SUPPLIED ENTRIES:
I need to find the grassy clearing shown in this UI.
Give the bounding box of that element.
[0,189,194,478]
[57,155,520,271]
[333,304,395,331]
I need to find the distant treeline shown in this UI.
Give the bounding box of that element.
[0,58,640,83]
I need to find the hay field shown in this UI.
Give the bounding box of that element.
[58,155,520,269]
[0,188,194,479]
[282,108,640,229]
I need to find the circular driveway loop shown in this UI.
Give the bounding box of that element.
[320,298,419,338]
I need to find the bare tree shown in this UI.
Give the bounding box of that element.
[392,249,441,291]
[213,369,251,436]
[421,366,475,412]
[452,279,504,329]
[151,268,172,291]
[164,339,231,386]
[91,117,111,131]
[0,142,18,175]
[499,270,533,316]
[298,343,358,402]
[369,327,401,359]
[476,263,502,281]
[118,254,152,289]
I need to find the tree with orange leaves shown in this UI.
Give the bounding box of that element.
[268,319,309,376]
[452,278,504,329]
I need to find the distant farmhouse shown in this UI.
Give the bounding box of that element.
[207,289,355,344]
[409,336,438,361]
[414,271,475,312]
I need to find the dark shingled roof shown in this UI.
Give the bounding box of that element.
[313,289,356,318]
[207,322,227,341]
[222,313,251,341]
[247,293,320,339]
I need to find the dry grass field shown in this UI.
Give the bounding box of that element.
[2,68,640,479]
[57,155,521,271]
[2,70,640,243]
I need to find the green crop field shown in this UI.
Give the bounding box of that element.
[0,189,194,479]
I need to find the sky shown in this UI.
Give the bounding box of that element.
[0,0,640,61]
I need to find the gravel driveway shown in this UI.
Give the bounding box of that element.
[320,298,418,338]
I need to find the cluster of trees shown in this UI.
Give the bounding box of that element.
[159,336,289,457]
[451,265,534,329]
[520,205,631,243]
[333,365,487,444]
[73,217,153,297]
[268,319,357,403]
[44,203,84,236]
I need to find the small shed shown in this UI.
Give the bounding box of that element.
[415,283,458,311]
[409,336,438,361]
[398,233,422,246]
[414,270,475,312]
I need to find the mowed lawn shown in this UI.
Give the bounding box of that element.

GIVEN TASK:
Return all of the records above verbatim, keeping every line unchanged and in its original order.

PROBLEM SOLUTION:
I need to find the grassy clearing shown in this UI.
Give the bounding box of that element.
[0,189,194,478]
[57,155,520,271]
[333,304,395,331]
I need to find the distant treeline shown in this UI.
Give the bounding box of that element.
[0,58,640,83]
I need to find the hay field shown in this UI.
Give the bounding box of that element.
[58,155,520,269]
[0,188,194,479]
[282,108,640,229]
I need to find the circular driveway loop shown in this UI.
Give the bounding box of that element.
[320,298,419,338]
I need to find the bare tree shown in this UI.
Give the bounding box of that element.
[392,249,441,291]
[213,369,251,436]
[421,366,475,412]
[452,279,504,329]
[151,268,172,291]
[164,339,231,386]
[91,117,111,131]
[0,142,18,175]
[499,270,533,316]
[298,343,358,402]
[369,327,401,359]
[476,263,502,281]
[118,254,152,289]
I need to find the tree with orange leaves shown in this UI.
Give the bounding box of that element.
[268,319,309,376]
[452,278,504,329]
I need to find the distant farmhouse shown in this UI.
Give the bounding box of that element.
[207,289,355,344]
[409,336,438,361]
[414,271,475,312]
I need to find the dark shingled roof shown in this UI.
Give the bounding box of that element.
[313,289,356,318]
[207,322,227,341]
[222,313,251,341]
[247,293,320,339]
I need to find the dry grass field shown in this UI.
Give the bounding box of that element.
[2,68,640,479]
[57,155,521,271]
[2,70,640,243]
I need to find the green crop field shown in this UI.
Give the bounding box of that element.
[0,189,194,479]
I need to find the sky shown in this UI.
Give the bounding box of that element.
[0,0,640,61]
I need to find the gravel driveway shown in this UI.
Give the bounding box of that element.
[320,298,418,338]
I need to find the cluster of trees shown in this UI.
Give the bounding box of that element.
[159,336,289,457]
[451,265,534,329]
[520,205,631,243]
[333,365,487,444]
[73,217,153,297]
[268,319,357,403]
[44,203,84,236]
I need to find the small shed shown in this UI.
Give the bounding box of that element.
[415,283,458,311]
[409,336,438,361]
[398,233,422,246]
[414,270,475,312]
I need to find the mowed lawn shown in this UI.
Give the bounding box of that element.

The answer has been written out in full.